WRITTEN EXERCISE
In the blog post below titled "Black Raspberry Macarons," what did the writer pick up in a tiny town on a weekend trip with a friend?

PASSAGE TO READ
Monday, September 26, 2011

Black Raspberry Macarons

Over the last month I've been slowly trying to wrap up unfinished projects, purge unused things out of the house and overall just simplify my home and my life. Progress has been really slow and for a long time even though I was getting things checked off the list, the difference was not noticeable, but yesterday night I walked through the house and felt lighter. It's amazing the things you find when you undertake something like this. I have boxes filled with bits and pieces of places and activities from years ago. Things I'd forgotten I'd done and places I'd forgotten I'd been. A trail map from a hike I took with my sister in the middle of nowhere. A ticket stub from a show where my friend and I got drenched and then walked around downtown trying to find a restaurant that wouldn't mind seating us even though we were dripping wet. A set of vintage baking pans I picked up in a tiny town on a weekend trip with a friend. And more unfinished craft projects then I can even begin to tell you. I've been giving a lot of things away (my friend Joy, who I've been piling a lot of my things onto, is starting to joke that I'm slowly taking over her house), but I like the idea of finding my things a good home. I acquired most of them because I liked them and it makes me feel better knowing that someone else will use and love them instead of letting them gather dust in a closet somewhere.

DATA LINES

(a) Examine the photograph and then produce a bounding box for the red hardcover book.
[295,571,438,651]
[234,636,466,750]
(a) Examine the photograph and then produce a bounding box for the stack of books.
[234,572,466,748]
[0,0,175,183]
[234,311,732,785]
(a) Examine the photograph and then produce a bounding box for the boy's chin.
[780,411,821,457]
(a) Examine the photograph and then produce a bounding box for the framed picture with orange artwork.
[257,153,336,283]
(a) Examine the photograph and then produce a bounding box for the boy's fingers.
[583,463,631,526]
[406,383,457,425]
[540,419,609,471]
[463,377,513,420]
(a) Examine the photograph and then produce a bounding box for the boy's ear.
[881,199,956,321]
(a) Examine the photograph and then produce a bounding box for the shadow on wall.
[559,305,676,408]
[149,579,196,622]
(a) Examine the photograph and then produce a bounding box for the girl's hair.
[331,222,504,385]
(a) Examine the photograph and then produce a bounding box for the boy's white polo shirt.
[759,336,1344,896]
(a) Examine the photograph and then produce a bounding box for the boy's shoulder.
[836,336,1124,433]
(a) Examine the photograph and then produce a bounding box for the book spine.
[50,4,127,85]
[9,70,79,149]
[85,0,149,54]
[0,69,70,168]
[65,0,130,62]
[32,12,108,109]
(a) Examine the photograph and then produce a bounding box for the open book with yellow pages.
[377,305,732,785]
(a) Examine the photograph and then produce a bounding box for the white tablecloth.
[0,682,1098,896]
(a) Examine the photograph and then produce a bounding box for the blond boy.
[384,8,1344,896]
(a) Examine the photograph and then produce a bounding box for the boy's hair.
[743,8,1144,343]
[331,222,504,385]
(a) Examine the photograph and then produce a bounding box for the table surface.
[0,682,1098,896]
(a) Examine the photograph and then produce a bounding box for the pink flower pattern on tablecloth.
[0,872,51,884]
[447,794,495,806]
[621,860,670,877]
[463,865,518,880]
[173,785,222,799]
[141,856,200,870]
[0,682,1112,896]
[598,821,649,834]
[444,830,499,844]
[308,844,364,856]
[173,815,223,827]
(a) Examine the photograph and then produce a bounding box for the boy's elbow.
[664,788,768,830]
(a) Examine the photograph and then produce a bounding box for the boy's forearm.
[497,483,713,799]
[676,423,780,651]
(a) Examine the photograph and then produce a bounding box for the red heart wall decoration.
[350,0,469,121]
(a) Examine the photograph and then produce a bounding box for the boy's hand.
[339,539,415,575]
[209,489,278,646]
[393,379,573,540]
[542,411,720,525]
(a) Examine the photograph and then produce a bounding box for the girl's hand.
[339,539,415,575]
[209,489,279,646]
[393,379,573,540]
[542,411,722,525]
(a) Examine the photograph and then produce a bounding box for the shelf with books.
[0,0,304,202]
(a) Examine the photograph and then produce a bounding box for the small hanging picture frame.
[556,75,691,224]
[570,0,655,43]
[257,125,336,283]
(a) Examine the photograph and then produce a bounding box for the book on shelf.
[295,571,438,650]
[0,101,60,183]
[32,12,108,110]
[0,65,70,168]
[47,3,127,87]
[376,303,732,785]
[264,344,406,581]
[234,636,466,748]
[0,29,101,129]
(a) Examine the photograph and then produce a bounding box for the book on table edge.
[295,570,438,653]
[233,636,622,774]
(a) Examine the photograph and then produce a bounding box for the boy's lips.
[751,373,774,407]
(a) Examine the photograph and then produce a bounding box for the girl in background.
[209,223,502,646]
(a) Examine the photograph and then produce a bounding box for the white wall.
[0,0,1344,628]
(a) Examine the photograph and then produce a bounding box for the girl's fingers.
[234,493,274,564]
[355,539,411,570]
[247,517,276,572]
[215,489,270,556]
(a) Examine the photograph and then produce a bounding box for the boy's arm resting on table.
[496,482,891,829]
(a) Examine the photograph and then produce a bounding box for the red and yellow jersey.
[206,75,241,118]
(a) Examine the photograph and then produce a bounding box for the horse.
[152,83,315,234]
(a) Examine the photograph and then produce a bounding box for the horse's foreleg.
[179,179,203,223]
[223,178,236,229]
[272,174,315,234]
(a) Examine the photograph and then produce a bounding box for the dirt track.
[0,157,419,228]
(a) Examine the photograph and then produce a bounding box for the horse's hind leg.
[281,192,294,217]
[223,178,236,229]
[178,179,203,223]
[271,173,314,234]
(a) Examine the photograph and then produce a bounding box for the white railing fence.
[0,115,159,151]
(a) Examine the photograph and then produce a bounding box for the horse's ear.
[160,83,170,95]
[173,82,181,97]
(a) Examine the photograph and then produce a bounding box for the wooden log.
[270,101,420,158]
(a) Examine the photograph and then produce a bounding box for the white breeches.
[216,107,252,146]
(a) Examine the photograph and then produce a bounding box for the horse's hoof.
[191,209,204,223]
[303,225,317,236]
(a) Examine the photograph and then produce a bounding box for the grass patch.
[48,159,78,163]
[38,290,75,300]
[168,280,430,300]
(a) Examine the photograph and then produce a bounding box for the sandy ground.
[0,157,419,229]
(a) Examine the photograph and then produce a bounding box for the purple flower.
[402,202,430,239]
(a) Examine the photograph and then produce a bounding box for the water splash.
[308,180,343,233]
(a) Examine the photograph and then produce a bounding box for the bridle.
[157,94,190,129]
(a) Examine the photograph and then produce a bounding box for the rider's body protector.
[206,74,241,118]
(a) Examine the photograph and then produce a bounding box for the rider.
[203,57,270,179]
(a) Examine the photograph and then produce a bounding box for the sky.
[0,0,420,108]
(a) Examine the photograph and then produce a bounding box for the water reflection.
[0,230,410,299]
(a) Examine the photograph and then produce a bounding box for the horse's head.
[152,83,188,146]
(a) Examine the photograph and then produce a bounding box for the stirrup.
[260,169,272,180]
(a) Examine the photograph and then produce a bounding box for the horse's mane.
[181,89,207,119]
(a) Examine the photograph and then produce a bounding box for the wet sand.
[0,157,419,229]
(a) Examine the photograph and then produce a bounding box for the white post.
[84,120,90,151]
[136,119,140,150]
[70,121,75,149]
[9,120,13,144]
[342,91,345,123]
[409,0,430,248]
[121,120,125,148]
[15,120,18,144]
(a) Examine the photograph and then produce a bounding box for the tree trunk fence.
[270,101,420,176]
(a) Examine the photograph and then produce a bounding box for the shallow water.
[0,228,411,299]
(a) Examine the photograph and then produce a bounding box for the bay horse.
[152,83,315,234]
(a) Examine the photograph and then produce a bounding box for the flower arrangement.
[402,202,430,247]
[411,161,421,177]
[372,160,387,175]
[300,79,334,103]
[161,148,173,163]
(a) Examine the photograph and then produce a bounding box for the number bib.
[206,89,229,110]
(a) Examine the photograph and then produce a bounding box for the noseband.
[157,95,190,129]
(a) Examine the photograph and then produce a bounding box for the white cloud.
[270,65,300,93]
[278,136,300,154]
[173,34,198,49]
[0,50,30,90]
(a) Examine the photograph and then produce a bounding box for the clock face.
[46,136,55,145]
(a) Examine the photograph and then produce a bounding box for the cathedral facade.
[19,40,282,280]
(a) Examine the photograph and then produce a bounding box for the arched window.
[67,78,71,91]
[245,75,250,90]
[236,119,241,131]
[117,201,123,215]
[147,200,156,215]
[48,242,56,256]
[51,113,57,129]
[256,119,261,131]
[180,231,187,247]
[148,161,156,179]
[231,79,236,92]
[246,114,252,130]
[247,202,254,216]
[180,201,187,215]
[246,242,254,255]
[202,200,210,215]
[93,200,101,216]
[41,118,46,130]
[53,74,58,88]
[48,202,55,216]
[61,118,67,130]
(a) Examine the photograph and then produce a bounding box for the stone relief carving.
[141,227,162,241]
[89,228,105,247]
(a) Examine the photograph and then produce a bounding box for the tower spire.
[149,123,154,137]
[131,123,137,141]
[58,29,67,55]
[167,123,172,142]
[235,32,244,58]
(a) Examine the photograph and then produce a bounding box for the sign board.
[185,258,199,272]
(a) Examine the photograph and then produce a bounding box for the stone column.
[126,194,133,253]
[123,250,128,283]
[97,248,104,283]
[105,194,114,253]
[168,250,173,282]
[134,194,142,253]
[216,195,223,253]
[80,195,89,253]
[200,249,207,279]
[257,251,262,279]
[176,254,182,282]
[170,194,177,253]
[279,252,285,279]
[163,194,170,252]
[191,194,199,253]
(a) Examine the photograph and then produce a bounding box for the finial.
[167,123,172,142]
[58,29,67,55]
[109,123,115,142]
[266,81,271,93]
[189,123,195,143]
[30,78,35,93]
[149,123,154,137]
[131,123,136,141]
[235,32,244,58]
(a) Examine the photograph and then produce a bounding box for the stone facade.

TASK OUTPUT
A set of vintage baking pans.